Records for the task Block Start
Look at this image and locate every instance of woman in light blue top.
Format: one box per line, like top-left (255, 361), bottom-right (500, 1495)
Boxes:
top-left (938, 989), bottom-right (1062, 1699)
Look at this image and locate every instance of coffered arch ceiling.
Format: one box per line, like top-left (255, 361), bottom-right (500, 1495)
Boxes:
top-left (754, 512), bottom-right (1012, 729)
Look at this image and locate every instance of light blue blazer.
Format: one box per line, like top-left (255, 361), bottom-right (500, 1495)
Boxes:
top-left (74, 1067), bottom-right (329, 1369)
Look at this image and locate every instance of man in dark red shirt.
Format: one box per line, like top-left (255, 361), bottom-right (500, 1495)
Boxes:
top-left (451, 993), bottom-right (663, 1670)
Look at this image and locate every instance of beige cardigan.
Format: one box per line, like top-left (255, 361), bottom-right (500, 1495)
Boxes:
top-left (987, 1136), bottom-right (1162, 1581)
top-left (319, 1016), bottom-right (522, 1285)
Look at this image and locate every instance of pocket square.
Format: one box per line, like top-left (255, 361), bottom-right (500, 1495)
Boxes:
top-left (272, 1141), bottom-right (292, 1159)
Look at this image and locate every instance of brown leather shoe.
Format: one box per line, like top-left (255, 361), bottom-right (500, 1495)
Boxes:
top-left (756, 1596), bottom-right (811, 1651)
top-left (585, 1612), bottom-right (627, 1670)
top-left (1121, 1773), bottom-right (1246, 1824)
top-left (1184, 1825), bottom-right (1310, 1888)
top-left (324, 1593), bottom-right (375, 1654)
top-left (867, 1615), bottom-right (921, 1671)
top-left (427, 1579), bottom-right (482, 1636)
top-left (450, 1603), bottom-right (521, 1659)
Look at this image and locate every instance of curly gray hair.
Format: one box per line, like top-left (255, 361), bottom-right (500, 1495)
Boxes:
Records for the task Block End
Instructions to follow >> Every entry needs to be copied exactly as it was written.

Reply >>
Look at this image and locate every instance of woman in light blue top.
Format: one box per line, like top-left (255, 361), bottom-right (500, 1495)
Boxes:
top-left (938, 989), bottom-right (1062, 1699)
Look at this image and locate every instance of coffered arch ceiling.
Format: one box per line, like top-left (255, 361), bottom-right (500, 1495)
Boxes:
top-left (754, 512), bottom-right (1012, 729)
Look at this image and locate every instance of light blue blazer.
Format: one box per line, like top-left (255, 361), bottom-right (500, 1495)
Boxes:
top-left (74, 1067), bottom-right (329, 1369)
Look at this image and locate every instance of man in dark red shirt.
Format: one box per line, like top-left (255, 361), bottom-right (500, 1495)
Boxes:
top-left (451, 993), bottom-right (663, 1670)
Look at this image and locate every instance of beige cardigan.
Format: one box per line, like top-left (255, 361), bottom-right (500, 1495)
Boxes:
top-left (987, 1136), bottom-right (1162, 1581)
top-left (319, 1016), bottom-right (522, 1285)
Look at this image and locate every instance of pocket square.
Format: one box per line, like top-left (255, 361), bottom-right (500, 1495)
Boxes:
top-left (272, 1141), bottom-right (292, 1159)
Look at this image and locate every instance of brown leather shoe.
Format: one box per line, like top-left (255, 361), bottom-right (500, 1495)
Boxes:
top-left (756, 1596), bottom-right (811, 1651)
top-left (585, 1612), bottom-right (627, 1670)
top-left (1121, 1773), bottom-right (1246, 1824)
top-left (1184, 1825), bottom-right (1310, 1888)
top-left (324, 1593), bottom-right (375, 1654)
top-left (867, 1615), bottom-right (921, 1671)
top-left (427, 1579), bottom-right (482, 1636)
top-left (450, 1603), bottom-right (521, 1659)
Look at this image and locate every instance of curly gray hair.
Format: one box per line, like top-left (255, 361), bottom-right (500, 1495)
Boxes:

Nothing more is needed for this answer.